▶ _ACTION ITEM_
Every line below that holds the word "pants" must be listed.
───
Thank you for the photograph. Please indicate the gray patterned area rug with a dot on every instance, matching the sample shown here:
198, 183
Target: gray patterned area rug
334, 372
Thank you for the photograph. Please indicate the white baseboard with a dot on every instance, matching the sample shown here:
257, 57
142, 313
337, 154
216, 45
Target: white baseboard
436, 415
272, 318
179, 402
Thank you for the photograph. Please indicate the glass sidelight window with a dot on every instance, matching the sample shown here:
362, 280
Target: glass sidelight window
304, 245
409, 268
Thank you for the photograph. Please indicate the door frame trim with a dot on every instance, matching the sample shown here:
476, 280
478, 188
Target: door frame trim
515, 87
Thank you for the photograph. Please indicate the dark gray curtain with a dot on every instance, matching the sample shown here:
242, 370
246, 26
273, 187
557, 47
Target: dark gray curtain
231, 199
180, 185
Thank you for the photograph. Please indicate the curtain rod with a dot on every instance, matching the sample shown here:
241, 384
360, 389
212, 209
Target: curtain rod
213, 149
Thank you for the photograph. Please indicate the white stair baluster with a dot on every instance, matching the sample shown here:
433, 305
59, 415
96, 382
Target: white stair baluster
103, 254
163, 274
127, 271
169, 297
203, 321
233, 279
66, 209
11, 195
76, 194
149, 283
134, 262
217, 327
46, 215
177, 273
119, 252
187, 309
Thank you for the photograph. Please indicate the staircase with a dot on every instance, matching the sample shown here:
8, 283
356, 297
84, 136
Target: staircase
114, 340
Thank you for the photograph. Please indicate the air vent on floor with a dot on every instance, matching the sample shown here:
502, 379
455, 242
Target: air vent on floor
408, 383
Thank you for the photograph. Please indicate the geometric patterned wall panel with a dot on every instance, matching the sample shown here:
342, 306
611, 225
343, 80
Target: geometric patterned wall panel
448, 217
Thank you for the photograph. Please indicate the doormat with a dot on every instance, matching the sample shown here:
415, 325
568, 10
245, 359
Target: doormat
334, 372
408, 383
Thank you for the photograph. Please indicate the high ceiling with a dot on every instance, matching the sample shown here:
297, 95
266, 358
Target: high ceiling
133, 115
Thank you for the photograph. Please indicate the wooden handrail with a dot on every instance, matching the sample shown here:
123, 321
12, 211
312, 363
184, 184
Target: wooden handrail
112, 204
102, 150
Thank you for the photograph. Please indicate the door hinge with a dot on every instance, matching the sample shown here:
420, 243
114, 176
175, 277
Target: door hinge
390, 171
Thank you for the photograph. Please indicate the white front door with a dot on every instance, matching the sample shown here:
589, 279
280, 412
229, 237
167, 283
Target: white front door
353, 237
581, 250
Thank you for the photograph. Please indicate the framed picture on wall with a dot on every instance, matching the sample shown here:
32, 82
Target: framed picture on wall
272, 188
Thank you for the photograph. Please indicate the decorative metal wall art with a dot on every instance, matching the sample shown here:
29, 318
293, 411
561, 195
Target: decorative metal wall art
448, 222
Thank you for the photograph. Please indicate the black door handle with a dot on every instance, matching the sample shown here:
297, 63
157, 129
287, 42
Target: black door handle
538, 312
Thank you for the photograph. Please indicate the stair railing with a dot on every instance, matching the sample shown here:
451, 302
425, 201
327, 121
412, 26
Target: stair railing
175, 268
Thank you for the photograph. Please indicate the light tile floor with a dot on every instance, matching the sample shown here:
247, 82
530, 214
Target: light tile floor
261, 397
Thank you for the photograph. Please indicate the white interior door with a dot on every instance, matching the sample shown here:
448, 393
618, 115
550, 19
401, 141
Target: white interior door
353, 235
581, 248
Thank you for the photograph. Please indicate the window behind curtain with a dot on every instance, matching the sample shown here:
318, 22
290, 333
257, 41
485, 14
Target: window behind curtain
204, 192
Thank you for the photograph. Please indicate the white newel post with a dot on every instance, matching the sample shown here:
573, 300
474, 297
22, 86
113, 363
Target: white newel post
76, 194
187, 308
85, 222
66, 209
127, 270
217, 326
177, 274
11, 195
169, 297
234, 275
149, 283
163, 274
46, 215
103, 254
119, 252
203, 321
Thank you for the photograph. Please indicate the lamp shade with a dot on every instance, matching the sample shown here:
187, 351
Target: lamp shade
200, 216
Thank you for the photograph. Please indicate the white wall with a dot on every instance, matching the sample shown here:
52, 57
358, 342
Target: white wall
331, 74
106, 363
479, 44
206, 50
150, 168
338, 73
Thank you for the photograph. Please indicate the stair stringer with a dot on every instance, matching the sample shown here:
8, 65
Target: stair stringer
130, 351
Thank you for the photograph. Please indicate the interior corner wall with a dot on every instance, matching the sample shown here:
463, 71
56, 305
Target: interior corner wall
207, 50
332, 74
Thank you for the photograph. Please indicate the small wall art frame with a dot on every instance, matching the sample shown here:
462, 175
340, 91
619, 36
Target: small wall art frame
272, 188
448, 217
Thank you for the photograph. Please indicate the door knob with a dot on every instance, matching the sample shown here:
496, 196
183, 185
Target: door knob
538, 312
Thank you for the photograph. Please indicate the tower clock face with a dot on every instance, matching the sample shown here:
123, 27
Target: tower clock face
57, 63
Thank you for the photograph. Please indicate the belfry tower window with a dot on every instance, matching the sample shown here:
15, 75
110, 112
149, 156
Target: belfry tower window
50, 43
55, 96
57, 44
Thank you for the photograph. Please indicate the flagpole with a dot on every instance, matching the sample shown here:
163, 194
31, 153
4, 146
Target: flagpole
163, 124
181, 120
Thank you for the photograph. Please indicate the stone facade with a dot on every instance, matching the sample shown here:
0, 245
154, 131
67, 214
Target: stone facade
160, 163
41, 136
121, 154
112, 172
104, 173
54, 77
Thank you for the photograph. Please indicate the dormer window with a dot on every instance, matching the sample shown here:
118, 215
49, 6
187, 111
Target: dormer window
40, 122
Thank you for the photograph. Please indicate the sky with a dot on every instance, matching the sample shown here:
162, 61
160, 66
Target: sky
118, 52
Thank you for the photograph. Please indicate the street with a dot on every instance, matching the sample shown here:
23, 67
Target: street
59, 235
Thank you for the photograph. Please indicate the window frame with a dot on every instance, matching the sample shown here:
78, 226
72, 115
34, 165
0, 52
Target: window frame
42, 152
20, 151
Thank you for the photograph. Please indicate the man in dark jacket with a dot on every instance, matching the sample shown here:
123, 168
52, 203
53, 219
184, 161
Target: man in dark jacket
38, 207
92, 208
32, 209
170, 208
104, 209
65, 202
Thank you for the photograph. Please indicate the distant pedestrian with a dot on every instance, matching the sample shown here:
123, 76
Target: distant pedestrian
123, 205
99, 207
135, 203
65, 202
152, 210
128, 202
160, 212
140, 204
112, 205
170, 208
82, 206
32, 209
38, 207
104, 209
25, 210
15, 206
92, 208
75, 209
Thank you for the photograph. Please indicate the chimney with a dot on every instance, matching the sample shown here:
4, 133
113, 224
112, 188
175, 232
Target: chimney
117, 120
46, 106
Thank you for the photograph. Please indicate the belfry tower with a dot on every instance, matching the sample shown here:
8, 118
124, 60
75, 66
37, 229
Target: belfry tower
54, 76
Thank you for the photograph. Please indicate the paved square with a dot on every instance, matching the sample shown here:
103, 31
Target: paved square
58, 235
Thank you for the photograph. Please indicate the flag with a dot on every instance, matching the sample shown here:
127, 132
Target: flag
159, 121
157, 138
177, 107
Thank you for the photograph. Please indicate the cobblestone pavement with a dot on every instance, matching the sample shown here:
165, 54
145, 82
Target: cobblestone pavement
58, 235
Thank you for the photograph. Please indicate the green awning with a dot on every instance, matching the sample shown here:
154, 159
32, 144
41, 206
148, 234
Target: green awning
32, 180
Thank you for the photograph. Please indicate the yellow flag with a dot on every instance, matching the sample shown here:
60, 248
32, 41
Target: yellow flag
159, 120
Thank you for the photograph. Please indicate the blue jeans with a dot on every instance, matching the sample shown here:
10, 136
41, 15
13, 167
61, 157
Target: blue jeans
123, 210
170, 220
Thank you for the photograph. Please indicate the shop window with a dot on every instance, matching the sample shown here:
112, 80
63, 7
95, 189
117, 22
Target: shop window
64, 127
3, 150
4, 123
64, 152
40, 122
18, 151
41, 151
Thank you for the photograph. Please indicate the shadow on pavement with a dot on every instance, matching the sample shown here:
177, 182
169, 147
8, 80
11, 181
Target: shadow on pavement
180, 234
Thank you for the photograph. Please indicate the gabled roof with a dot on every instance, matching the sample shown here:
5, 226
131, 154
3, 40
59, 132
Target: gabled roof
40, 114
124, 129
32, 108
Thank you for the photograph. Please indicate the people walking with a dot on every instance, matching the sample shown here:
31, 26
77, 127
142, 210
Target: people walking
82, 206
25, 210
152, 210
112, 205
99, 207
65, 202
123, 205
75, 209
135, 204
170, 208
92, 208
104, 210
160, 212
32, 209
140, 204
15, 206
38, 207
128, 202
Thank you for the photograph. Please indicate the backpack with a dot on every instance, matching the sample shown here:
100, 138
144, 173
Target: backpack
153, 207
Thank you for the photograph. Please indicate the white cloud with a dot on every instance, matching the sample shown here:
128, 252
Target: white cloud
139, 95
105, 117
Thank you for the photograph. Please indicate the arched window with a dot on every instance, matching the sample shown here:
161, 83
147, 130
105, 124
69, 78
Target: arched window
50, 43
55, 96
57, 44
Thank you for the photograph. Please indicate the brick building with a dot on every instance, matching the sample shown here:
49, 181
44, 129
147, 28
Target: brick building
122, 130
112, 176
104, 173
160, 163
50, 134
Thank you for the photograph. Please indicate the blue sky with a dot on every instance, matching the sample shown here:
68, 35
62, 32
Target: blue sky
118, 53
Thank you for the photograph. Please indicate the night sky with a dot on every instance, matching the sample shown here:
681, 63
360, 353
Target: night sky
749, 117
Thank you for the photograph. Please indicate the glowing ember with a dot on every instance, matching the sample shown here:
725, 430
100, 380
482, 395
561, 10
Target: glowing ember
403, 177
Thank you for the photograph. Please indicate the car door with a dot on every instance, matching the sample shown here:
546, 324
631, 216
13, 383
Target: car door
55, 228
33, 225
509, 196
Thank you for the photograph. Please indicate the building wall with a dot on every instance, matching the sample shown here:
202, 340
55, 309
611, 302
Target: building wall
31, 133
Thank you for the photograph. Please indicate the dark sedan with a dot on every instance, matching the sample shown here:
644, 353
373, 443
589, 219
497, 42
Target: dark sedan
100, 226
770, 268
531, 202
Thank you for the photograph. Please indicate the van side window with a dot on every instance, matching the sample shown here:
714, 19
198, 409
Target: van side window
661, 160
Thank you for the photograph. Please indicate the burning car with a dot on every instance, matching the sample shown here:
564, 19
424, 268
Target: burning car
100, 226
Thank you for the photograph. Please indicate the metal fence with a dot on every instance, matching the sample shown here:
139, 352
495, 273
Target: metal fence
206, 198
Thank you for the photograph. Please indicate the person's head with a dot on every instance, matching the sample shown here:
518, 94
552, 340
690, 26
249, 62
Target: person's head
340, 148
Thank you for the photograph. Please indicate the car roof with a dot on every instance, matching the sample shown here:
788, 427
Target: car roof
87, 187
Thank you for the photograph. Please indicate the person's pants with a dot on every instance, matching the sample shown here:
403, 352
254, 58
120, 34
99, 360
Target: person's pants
───
▶ _RESULT OF THIS TASK_
Thank you for the photograph. Please indicate the person's pants with a dot on every instance, matching the sample shown here:
Target: person's pants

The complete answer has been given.